##### Extract to read #####
Wrightwood 659 calls Chicago’s Lincoln Park neighborhood home. Chicago has a Chinatown as well, although Wong never painted it. Chicago-based artist Zoe Chen is using art to ensure the voices of her city’s Chinatown residents there are not lost in the neighborhood’s transformation.

Her zine Where We’ve Been and Where We’re Going documents the everyday stories of Chinatown residents navigating neighborhood expansion and gentrification. Chicago’s Chinatown, home to nearly a third of the city’s Chinese population, is one of the few in North America that is growing

By blending art, history, and social impact, Chen offers an intimate look at how a community preserves tradition while confronting rapid change.

The publication is available at Chicago’s Evoke Gallery, Western Exhibitions gallery, and Quimby’s bookstore.
##### Data provided #####
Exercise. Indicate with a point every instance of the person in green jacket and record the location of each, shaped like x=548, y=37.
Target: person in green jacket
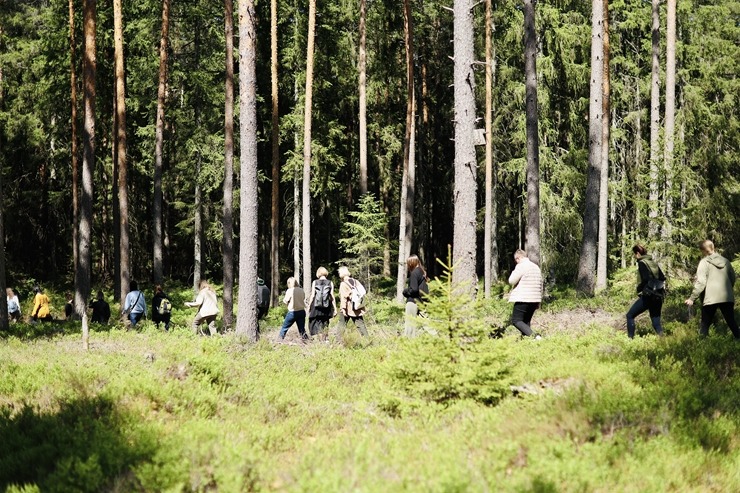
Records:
x=715, y=278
#####
Given task: Quote word for word the passage on Chicago's Chinatown, from "Her zine Where" up to and including "confronting rapid change.".

Result:
Her zine Where We’ve Been and Where We’re Going documents the everyday stories of Chinatown residents navigating neighborhood expansion and gentrification. Chicago’s Chinatown, home to nearly a third of the city’s Chinese population, is one of the few in North America that is growing

By blending art, history, and social impact, Chen offers an intimate look at how a community preserves tradition while confronting rapid change.